Work to do:
Reproduce the part of the entries that opens with the line containing "Q: Point to the white train" and closes with the line containing "x=11, y=108", both ends included, requests and all. In the answers, multiply every coordinate by 2.55 and round to whole numbers, halves up; leave the requests and their format samples unchanged.

Dataset entries:
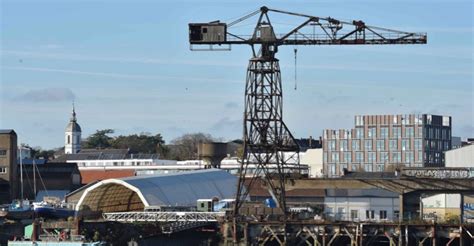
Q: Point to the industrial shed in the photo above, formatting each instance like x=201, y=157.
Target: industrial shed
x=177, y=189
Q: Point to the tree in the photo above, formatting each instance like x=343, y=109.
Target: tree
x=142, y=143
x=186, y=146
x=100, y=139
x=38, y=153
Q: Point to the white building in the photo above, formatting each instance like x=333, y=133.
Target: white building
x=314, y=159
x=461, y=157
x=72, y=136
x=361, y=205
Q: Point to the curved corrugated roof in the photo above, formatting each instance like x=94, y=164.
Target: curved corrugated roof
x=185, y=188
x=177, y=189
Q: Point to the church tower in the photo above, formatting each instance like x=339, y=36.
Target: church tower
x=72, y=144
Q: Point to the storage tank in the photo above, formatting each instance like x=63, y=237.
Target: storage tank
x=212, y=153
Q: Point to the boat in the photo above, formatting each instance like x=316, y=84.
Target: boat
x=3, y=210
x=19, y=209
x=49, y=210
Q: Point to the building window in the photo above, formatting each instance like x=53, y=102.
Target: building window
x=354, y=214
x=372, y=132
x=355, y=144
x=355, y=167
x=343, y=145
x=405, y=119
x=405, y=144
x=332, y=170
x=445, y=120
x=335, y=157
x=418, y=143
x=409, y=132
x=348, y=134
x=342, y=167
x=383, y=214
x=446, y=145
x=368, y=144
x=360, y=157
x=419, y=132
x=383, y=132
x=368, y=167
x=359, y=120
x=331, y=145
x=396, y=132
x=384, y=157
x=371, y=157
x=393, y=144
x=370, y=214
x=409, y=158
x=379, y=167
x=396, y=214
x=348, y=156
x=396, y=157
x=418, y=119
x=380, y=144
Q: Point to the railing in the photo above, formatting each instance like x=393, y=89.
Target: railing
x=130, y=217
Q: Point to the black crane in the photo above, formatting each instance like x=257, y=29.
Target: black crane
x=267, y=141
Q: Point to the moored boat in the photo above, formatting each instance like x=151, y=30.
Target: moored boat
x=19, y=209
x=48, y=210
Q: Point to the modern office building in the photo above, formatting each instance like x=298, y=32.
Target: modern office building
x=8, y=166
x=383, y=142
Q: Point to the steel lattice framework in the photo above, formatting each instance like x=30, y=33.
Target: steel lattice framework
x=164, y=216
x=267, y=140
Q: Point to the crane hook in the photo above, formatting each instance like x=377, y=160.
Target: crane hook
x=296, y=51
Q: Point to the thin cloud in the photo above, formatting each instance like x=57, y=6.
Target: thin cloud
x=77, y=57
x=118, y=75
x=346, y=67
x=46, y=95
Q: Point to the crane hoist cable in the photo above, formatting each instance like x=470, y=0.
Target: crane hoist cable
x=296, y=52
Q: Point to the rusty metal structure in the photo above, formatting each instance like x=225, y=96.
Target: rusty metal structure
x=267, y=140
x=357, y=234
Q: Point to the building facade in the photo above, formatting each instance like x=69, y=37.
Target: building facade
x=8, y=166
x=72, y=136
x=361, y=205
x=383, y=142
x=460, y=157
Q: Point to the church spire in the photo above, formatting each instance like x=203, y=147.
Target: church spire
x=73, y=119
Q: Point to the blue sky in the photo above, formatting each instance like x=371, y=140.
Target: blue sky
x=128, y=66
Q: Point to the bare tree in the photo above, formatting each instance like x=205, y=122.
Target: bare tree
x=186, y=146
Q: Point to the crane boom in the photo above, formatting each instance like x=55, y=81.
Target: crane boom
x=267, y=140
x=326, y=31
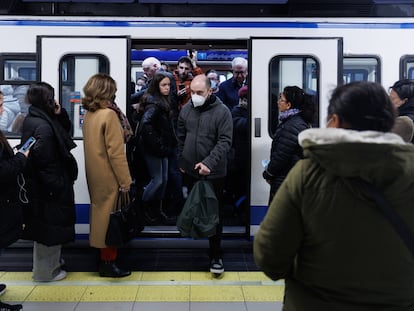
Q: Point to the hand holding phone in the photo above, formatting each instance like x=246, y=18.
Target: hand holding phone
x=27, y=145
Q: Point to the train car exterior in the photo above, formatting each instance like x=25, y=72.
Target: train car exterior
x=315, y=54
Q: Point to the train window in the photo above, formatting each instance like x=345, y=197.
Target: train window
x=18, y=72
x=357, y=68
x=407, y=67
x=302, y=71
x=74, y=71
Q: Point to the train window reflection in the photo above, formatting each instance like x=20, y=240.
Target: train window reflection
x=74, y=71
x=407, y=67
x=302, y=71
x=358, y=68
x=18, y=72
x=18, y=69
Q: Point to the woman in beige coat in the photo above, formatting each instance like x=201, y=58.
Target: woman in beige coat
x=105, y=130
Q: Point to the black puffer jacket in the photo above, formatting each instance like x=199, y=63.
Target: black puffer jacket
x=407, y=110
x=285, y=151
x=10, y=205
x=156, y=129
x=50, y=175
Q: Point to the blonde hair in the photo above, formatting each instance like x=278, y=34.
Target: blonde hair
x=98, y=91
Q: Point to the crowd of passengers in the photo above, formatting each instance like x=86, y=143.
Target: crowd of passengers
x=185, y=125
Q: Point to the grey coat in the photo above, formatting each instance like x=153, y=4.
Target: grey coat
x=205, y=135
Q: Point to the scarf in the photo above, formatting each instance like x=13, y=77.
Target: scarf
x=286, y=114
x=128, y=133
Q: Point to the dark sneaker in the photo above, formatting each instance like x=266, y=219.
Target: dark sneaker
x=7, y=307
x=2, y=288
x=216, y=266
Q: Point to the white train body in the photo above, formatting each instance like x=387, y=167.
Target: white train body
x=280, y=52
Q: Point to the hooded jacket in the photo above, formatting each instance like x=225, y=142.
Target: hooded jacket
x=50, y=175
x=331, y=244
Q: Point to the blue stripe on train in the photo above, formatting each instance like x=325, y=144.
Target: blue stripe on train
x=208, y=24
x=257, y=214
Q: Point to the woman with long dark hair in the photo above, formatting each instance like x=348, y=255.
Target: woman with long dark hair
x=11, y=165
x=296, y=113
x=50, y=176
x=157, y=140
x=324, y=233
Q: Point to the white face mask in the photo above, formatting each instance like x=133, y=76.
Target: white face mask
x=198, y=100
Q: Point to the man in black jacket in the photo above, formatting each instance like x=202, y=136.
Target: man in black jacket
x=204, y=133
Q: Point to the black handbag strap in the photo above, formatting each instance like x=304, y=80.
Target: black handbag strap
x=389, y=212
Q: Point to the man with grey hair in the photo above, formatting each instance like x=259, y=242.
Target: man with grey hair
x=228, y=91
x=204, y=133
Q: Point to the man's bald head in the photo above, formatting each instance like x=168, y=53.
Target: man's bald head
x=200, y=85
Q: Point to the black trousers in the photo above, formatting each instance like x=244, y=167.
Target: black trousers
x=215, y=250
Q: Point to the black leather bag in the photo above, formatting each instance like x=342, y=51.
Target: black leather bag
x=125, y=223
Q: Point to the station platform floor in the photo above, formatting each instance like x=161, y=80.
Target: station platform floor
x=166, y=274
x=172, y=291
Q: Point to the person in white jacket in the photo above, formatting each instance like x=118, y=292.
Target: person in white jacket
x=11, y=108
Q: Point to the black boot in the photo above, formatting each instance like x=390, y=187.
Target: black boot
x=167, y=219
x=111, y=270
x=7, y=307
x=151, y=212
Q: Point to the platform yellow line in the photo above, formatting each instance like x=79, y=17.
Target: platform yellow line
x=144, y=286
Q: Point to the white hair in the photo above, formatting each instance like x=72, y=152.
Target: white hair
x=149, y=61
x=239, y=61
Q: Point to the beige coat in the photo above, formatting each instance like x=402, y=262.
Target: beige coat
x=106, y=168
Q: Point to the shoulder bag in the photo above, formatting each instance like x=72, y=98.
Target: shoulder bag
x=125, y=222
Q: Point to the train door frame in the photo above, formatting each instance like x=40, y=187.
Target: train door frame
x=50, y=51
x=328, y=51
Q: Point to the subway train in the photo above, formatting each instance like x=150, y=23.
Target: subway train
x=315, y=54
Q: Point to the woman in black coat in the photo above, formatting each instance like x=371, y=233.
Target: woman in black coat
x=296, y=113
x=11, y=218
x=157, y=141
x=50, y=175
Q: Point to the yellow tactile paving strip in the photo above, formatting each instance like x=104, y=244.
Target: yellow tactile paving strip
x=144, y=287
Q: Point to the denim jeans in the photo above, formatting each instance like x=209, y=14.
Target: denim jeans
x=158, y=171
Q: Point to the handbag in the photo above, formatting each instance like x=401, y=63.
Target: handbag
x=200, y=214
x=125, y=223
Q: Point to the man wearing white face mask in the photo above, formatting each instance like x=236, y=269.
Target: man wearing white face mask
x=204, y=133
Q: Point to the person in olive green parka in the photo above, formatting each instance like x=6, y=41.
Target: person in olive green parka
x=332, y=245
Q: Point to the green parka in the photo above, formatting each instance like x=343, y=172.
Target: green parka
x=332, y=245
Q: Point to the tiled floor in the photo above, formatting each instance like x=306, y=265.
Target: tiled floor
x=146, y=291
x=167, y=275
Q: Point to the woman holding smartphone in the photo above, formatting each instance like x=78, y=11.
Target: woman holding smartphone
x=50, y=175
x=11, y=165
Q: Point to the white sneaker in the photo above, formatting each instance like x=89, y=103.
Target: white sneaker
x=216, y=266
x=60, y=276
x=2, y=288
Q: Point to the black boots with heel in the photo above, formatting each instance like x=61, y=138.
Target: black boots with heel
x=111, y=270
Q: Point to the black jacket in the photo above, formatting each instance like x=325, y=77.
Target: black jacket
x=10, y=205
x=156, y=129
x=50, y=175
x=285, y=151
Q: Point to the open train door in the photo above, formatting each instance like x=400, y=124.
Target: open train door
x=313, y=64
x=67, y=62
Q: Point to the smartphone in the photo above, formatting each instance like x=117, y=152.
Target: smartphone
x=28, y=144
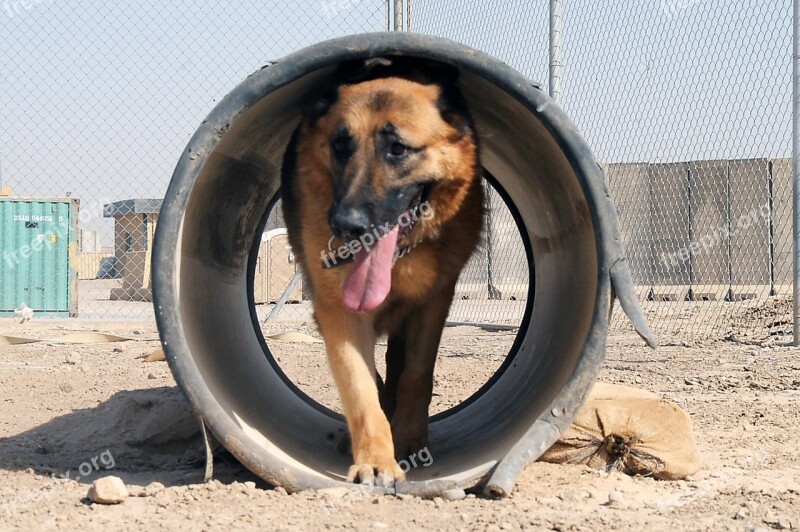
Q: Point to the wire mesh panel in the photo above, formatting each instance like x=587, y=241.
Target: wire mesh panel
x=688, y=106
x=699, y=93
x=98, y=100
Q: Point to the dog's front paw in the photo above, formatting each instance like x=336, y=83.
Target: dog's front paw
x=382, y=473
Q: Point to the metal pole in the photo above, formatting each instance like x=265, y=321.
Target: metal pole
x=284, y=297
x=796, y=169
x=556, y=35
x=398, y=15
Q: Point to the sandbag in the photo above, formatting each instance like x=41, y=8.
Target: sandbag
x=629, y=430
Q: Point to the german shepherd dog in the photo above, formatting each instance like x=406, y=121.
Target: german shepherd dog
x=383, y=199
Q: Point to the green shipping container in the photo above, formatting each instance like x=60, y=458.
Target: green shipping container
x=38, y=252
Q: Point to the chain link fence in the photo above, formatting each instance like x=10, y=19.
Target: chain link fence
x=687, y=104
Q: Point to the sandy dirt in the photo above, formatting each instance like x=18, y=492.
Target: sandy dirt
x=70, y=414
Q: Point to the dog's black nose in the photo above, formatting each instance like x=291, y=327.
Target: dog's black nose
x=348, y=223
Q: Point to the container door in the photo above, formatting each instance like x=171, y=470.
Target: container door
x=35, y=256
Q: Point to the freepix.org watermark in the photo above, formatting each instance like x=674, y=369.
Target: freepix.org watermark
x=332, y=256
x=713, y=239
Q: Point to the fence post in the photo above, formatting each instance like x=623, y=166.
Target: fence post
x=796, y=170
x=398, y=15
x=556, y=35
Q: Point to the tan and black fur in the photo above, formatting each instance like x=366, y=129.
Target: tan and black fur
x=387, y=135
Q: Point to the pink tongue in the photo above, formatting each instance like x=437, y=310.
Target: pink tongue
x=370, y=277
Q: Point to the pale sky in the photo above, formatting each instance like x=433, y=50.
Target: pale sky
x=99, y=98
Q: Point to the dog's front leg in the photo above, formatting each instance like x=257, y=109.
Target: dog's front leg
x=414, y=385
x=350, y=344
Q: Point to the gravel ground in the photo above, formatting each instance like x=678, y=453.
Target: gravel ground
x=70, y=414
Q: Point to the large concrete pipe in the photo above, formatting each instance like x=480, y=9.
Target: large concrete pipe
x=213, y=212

The result:
Q: Point to the white train body in the photo above, formatting each instance like x=387, y=167.
Target: white train body
x=714, y=133
Q: Point to the hooded jacket in the photo above, formatting each instance like x=225, y=142.
Target: hooded jacket
x=128, y=446
x=844, y=622
Q: Point to the blue stripe on train in the photo above, formatting each instance like x=325, y=144.
Target: blue stripe on train
x=530, y=61
x=655, y=546
Q: Point to the woman with long dark hair in the photo above, formatting each instance like x=348, y=255.
Target: woman with long dark hair
x=28, y=421
x=755, y=288
x=128, y=449
x=400, y=357
x=826, y=594
Q: Point to the white face mask in the photo above, formatting each instance like x=133, y=76.
Target: white face mask
x=505, y=255
Q: Point to the man in black jacket in the photo above, formatting each instance like x=202, y=136.
Target: man in black jacket
x=520, y=339
Q: Point to the black handbag strap in the photo above, formatting each instance like x=304, y=80.
Target: black handbag strap
x=992, y=541
Q: Point to the man with grey hair in the photo above, formatting each instance like x=259, y=242.
Target: man with grey hair
x=581, y=232
x=520, y=339
Q: Point to the man's bald head in the photo above, formatting each instance like x=168, y=53.
Target: man's bald head
x=510, y=217
Q: Point to the black trousers in the photo above, formatting each instance like x=244, y=167.
Target: black trousers
x=548, y=638
Q: Point to the black leather bag in the photo above, formatting each instance like x=342, y=51.
Target: black leather bag
x=319, y=569
Q: Point to the station platform floor in the photo above, formatting each instance like x=161, y=80.
Target: station platform floor
x=423, y=699
x=439, y=742
Q: Point to the person in white jacket in the photo above, formatting each instance like x=118, y=292.
Target: person in white jacket
x=28, y=275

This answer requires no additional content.